RENTON, Wash. (AP) It started on the first day back during offseason workouts.
There was no acknowledgment of the case being constructed in the lobby where the Seattle Seahawks' first Lombardi Trophy would reside. Or of the giant banner hanging in the indoor practice facility listing the name of every player and coach a part of the 43-8 Super Bowl triumph.
Pete Carroll's way of humbling his players still on a high from earning the first title in franchise history came from returning to the most basic elements. Things as rudimentary as cradling the football properly in your arm as a ball carrier. Or as a defender, ways to knock the ball free.
Seems simplistic, almost condescending to professional athletes. But that wasn't the point. It was a conscious effort by Carroll to reprogram his team.
''Repeating doesn't matter unless we take care of our business right now,'' wide receiver Doug Baldwin said. ''There was no talk about repeating. It was going back to the basics.''
Don't be mistaken. The end goal, albeit unspoken, is to be the first team since the New England Patriots 10 years ago to become repeat champions. Why is Seattle more likely than others to accomplish the feat?
At least in part, because of Carroll. He went through the process of winning a title and trying to do it again at Southern California. The blueprint is similar, if not the same.

Collected data →
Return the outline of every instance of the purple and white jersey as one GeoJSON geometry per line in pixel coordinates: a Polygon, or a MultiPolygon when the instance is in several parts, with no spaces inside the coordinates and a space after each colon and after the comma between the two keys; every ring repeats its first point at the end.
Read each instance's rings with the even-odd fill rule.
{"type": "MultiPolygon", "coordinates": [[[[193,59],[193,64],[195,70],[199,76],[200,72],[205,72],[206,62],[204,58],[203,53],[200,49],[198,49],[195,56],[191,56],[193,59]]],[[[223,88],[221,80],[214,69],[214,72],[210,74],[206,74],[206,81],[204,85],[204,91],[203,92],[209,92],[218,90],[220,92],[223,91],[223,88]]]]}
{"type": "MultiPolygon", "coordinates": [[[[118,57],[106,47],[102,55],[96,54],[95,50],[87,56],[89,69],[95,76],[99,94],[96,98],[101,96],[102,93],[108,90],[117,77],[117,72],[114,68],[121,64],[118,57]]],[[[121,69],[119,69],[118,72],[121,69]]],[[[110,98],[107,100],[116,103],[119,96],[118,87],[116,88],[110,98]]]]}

Task instructions →
(A) According to the Seahawks article, which team was the last to become repeat champions, and how long ago was that?
(B) Continue the Seahawks article from where it stops.

Answers for the exercise →
(A) The New England Patriots, 10 years ago.

(B)
''I love this opportunity that we have,'' Carroll said. ''We are so fortunate to have this chance to come back after a season like that to see if we can find that kind of discipline and find that kind of ability to focus. It's challenging, it's difficult, it hasn't happened a lot and we are going to see what happens.''
Here's what to watch this season as Seattle attempts to repeat:
THE FIXER: Carroll believes Russell Wilson should be better in his third year. This after Wilson completed 63 percent of his passes and threw 26 touchdowns against only nine interceptions last season and capped his year with a pair of touchdowns tosses in a nearly flawless Super Bowl performance. Whenever the Seahawks needed a play, Wilson came through.
Wilson's thrown for more than 300 yards only three times, but as part of Seattle's offensive evolution, he may get more chances this season to put the ball in the air.
''He's elevated his ability to see what's going on and anticipate and read defenses,'' Carroll said. ''He's real excited about that because he's seeing things better than he has before.''
BRING THE BOOM: Seattle's secondary remains the best in football. The Seahawks insist that will not change even with safeties Earl Thomas and Kam Chancellor and cornerback Richard Sherman getting big contract extensions in the past two years. Cornerback Byron Maxwell will be in the spotlight moving into the role of full-time starter opposite Sherman and knowing he'll get picked on.
SUPERSONIC: Speed could be the element added to Seattle's offense that was never fully on display a season ago. Percy Harvin will be used all over the field as Seattle tries to get him the ball in space and use his quickness. But he's not alone. Second-round pick Paul Richardson could be just as fast as Harvin, but in a more traditional wide receiver role. And Seattle intends on getting running back Christine Michael more involved after he barely saw the field last season.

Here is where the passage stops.